The exercise: Locate the line that contains "black rifle, one". Print it and every subsequent line through the final line of the records, exactly and only those.

Provided information:

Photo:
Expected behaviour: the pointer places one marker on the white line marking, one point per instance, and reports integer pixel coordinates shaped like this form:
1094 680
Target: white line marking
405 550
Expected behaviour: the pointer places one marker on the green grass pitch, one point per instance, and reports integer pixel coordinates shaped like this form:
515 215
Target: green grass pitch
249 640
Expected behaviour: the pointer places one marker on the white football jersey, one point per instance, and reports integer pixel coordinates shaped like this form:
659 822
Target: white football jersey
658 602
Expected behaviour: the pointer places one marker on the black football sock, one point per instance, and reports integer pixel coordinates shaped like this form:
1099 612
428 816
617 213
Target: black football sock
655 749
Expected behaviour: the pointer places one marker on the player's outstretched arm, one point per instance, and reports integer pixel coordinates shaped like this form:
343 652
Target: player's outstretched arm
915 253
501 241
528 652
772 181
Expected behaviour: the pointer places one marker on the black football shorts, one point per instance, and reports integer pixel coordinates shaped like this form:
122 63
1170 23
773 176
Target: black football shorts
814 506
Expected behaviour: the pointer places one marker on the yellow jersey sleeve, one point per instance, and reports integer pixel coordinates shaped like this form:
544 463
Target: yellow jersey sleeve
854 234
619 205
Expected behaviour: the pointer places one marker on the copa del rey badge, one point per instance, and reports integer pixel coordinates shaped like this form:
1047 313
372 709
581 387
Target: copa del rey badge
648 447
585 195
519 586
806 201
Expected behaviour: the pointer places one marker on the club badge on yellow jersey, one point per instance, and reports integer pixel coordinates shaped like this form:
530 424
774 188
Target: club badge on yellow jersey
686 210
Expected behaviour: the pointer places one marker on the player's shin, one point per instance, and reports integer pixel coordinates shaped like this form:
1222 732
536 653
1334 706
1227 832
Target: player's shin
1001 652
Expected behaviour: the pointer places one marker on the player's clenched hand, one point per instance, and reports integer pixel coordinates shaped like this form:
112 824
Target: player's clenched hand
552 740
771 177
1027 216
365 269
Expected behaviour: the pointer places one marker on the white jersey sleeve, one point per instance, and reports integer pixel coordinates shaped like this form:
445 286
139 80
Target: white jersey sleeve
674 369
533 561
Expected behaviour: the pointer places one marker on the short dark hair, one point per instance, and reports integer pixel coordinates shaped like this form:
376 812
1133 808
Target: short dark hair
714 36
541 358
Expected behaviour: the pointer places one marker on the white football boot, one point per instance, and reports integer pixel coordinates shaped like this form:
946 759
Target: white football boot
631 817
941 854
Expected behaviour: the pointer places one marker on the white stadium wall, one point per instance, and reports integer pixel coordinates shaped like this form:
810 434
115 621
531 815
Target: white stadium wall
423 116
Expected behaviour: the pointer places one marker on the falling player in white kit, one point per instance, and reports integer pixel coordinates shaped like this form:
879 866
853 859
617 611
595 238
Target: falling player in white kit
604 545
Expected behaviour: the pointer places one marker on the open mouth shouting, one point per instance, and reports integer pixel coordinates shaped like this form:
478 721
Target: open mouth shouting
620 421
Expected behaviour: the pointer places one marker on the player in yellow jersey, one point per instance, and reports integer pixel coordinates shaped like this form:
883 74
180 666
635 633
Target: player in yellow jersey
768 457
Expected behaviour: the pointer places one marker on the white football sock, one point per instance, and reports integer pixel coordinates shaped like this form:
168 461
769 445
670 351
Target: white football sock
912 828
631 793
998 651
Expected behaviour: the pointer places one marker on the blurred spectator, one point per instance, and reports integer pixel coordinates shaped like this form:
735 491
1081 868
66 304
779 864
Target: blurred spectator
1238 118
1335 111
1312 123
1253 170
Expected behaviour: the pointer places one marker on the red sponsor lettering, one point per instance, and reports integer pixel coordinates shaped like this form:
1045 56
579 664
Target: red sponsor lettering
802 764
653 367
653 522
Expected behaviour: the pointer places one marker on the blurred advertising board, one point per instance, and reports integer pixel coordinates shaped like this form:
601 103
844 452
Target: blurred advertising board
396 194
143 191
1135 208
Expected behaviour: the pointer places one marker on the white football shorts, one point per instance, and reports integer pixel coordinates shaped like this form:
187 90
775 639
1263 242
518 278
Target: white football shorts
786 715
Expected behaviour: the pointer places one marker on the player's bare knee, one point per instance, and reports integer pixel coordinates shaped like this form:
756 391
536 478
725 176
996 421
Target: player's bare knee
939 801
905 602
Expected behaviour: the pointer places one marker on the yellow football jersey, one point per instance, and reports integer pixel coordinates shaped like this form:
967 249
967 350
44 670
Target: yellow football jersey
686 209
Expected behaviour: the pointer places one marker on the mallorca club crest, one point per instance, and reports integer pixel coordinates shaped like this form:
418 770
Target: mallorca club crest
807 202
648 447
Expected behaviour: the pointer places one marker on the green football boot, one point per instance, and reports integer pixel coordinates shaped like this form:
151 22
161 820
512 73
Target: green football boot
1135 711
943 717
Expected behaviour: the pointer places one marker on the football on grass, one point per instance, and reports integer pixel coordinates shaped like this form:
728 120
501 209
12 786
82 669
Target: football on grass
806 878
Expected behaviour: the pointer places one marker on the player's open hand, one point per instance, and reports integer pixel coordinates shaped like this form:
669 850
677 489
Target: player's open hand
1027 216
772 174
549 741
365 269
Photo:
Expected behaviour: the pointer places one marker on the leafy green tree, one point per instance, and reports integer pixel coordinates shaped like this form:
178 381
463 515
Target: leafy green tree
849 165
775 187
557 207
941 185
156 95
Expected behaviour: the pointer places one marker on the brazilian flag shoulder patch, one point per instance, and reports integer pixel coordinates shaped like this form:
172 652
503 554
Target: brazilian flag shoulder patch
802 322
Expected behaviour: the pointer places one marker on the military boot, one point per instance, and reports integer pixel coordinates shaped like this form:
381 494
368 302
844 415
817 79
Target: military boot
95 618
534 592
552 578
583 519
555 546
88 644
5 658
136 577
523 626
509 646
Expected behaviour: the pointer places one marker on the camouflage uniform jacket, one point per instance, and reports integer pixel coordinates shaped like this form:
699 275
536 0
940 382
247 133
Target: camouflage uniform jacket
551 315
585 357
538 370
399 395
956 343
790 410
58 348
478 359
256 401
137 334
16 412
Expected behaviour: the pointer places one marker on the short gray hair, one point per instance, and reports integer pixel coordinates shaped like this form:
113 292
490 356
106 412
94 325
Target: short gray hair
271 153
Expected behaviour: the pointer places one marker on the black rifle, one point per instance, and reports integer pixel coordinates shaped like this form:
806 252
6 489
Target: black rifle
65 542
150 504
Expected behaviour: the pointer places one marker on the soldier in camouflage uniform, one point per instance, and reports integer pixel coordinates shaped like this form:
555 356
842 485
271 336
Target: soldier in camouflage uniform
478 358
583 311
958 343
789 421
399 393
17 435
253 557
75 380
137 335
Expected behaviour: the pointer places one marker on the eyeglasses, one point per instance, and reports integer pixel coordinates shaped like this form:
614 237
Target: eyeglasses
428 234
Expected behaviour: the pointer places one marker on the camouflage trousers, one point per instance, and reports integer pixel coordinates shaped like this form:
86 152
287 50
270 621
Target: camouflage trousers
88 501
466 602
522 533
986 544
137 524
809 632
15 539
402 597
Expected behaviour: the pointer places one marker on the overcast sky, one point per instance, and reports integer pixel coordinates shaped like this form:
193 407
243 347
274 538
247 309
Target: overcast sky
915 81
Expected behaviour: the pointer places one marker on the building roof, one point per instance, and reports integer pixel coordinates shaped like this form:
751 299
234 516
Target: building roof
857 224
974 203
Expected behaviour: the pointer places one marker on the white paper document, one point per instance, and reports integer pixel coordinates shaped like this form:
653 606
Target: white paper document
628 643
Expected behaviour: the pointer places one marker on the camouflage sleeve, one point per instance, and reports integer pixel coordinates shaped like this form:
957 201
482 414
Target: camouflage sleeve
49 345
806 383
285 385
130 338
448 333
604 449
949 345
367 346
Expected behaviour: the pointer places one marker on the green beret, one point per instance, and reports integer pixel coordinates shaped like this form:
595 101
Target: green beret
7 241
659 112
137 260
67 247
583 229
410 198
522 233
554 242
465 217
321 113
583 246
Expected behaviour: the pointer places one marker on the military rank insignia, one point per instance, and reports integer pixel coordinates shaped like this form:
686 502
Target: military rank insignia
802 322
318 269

Result of the exercise:
Expected behaviour: the pointer places one marker on the black rifle, one point per instance, and reports integer pixel coordinates shaped like this form:
806 252
6 489
Target: black rifle
65 542
150 504
Expected behaviour: the pointer places one marker on the soldier in camouflage uniform, one point per instance, and reports integer pixel coordinates shaped like this form:
555 356
842 485
271 336
Target: soldier in camouflage uniform
478 358
583 311
958 343
789 421
399 393
17 435
253 557
75 380
137 335
Expected behaviour: the pointer places one marker on the eyeglasses, one point per instance, and reports integer pixel coordinates shaped like this form:
614 237
Target: eyeglasses
428 234
Expected behaviour: the pointer places one marker on the camouflage trousers, one point per instance, and reports integer pixel coordinates shaped like this form:
86 152
287 50
270 621
Target: camouflage trousers
88 501
466 602
522 533
986 544
137 524
809 632
15 539
402 597
Expected behaviour: the pointer places one marker on the overcast sky, one point per instance, and reports integer pixel coordinates shaped like this form:
193 407
243 347
274 538
247 309
Target: overcast sky
915 81
Expected behaviour: the pointer places one marker on the building roof, one point per instance, and reports integer pixel coordinates shaped like this form:
751 299
234 516
Target: building roof
857 224
974 203
Expected behaviour: the pointer places one marker on the white paper document, one point per instance, and reports integer pixel coordinates shaped like this form:
653 606
Target: white paper document
628 643
Expected behaviour: the pointer places one marker on the camouflage sleeve, one point per instance, and reports integer pixel coordinates shaped like this form:
957 201
482 414
Target: camouflage sleeve
49 345
806 383
285 385
130 338
448 333
604 449
949 345
367 346
Expected behaviour: the pointer places one marker on the green beret, one point per instance, and reports integer pixel coordinates shaped like this form:
595 101
Target: green beret
7 241
659 112
137 260
67 247
583 229
410 198
522 233
554 242
465 217
321 113
583 246
Expected behaviour: the pointer places one marker on the military rank insignia, one point per instance, and reports integer pixel coordinates shaped like this form:
686 502
Target: military rank insignia
802 322
318 269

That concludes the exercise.